══ The data ══

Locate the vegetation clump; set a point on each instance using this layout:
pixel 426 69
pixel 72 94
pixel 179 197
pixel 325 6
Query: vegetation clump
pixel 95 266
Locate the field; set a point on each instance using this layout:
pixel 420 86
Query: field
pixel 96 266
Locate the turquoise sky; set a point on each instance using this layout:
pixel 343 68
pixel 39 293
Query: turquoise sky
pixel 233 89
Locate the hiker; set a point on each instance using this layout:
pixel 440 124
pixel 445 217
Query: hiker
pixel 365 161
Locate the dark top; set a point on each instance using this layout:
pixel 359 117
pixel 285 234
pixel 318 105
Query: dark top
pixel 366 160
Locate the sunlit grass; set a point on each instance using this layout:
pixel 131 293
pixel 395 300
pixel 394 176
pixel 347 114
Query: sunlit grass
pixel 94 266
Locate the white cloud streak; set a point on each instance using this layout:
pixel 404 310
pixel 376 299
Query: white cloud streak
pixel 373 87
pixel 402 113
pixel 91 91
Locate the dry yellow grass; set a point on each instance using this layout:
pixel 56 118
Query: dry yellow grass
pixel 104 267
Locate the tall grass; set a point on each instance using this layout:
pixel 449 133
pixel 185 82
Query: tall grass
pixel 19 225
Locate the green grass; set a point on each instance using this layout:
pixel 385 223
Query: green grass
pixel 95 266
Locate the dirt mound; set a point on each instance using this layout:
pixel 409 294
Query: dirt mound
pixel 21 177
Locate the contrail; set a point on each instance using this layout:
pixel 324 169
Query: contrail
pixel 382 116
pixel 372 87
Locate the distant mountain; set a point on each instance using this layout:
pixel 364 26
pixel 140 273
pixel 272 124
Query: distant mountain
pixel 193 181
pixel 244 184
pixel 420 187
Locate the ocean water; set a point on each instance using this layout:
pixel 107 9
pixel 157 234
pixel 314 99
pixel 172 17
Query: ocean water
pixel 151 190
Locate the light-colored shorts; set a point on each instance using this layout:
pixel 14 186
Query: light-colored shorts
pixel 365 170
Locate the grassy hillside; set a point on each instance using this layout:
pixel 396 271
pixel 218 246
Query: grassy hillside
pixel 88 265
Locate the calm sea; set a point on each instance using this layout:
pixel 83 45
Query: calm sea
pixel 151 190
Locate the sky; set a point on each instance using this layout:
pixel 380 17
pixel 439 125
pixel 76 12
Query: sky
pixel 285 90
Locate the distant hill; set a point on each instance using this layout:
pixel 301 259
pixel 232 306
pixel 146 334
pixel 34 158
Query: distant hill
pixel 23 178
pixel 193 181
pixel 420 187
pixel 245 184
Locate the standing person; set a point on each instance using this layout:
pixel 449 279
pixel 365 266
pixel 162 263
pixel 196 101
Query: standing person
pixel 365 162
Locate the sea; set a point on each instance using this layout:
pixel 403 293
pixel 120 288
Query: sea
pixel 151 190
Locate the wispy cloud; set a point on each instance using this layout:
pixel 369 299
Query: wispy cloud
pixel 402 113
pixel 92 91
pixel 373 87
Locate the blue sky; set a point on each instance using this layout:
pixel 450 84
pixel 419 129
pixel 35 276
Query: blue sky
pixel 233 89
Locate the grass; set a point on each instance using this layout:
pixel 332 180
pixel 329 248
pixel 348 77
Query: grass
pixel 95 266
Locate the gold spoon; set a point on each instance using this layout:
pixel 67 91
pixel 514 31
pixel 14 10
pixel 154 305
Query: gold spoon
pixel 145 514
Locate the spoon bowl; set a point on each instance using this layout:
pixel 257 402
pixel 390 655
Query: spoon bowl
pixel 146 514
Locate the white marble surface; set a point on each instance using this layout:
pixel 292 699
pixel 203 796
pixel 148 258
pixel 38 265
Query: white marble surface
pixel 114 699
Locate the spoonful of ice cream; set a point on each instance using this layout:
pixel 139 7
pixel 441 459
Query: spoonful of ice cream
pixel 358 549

═══

## What you should do
Which lines above run from the one containing "Locate the grass;" down to the one containing "pixel 139 7"? Repeat exactly those, both ends included, and nothing else.

## Your solution
Locate the grass; set a point on each instance using this layout:
pixel 332 180
pixel 329 248
pixel 348 77
Query: grass
pixel 95 266
Locate the gold spoon; set a point on each instance using this layout:
pixel 67 91
pixel 514 31
pixel 14 10
pixel 154 305
Query: gold spoon
pixel 145 514
Locate the spoon bowl; set a point on each instance using this layout:
pixel 257 402
pixel 390 655
Query: spoon bowl
pixel 146 514
Locate the white marble surface; set a point on each instance using this layout:
pixel 292 699
pixel 203 796
pixel 148 258
pixel 38 265
Query: white marble surface
pixel 114 699
Locate the spoonful of ice cream; set a point on each instance using this layout:
pixel 139 7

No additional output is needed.